* Start Text passage *

Bitcoin is down almost 30 per cent from its record high of near US$69,000 reached about a month ago, while Ether, the second-largest digital asset, has shed about 20 per cent. Smaller coins have been hard-hit too, with Litecoin losing more than 40 per cent in that stretch, according to Bloomberg data.
Meanwhile, an index of the 100 largest digital coins has lost a quarter of its value since the middle of last month. "Investors will be more discriminating if they think that they're on their own and don't have the backing of the central bank," said Mr Brian Nick, chief investment strategist at Nuveen. "You have seen a rotation into higher-quality assets but also assets that are more tied into the parts of the economy we have a sense are working pretty well or where there is a lot of demand, and away from pure speculation."

* End Text passage *

List every digital coin named in the passage about falling cryptocurrency prices.

* Start Dataset extract *

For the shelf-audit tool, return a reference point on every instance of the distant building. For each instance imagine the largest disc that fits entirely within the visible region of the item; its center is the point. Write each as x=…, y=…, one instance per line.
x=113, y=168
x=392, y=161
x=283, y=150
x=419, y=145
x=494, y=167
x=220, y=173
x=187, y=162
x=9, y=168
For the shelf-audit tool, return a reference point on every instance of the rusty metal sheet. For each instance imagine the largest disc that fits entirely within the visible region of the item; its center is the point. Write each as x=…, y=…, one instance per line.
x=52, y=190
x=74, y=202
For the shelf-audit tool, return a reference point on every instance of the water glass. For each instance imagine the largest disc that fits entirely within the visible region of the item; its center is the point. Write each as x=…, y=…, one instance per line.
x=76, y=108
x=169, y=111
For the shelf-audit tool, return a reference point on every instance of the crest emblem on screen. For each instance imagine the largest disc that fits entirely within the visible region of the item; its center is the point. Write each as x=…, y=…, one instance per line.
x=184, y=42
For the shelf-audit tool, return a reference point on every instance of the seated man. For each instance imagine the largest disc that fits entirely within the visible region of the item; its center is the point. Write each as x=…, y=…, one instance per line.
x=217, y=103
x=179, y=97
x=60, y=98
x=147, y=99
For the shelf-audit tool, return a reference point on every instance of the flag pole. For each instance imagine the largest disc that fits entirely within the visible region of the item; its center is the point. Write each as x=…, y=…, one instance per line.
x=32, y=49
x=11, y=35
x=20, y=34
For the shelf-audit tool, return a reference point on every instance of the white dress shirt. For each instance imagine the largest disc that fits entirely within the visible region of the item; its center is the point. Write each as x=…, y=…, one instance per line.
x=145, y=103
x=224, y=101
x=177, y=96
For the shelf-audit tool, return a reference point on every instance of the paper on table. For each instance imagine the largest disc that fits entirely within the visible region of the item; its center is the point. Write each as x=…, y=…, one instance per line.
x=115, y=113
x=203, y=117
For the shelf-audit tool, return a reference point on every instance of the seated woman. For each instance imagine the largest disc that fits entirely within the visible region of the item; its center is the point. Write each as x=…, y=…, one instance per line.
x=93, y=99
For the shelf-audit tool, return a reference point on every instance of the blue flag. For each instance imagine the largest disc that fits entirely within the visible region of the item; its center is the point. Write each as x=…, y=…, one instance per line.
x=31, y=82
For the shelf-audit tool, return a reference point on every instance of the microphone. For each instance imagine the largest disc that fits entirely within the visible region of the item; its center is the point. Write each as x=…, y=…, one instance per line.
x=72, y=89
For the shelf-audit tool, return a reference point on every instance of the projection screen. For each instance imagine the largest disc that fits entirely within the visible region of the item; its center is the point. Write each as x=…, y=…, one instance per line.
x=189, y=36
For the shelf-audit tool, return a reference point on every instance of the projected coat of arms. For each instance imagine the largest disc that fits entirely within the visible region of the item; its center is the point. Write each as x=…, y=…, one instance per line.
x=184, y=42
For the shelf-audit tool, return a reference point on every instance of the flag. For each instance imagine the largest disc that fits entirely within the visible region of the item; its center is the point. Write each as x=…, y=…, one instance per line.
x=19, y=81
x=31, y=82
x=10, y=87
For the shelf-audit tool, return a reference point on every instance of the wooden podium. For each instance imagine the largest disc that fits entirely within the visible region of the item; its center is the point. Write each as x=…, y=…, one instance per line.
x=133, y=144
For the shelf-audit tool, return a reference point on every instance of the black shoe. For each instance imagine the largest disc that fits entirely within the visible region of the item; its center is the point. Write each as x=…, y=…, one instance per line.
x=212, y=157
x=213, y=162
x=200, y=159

* End Dataset extract *
* Start Dataset extract *

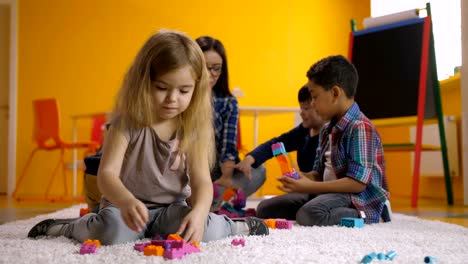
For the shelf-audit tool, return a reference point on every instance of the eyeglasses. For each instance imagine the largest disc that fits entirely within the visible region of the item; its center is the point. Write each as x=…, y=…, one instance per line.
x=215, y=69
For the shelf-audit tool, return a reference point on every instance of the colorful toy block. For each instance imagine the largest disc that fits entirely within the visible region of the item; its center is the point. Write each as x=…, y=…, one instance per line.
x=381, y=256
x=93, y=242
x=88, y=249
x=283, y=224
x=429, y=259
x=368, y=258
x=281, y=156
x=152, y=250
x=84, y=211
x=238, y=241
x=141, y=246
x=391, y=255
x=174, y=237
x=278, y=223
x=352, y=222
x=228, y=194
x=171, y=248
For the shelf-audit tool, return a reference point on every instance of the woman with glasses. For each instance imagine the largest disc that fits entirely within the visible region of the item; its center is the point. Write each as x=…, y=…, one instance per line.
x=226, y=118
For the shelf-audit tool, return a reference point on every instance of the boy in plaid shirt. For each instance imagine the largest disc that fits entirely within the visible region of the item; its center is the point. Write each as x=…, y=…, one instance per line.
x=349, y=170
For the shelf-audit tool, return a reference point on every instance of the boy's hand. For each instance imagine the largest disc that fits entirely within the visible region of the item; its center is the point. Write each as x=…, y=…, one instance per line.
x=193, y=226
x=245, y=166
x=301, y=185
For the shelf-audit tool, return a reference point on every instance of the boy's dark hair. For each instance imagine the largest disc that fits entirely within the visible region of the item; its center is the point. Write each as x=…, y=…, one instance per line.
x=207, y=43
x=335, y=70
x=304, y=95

* End Dataset extract *

■ Response for this exercise
Bitcoin, Ether, Litecoin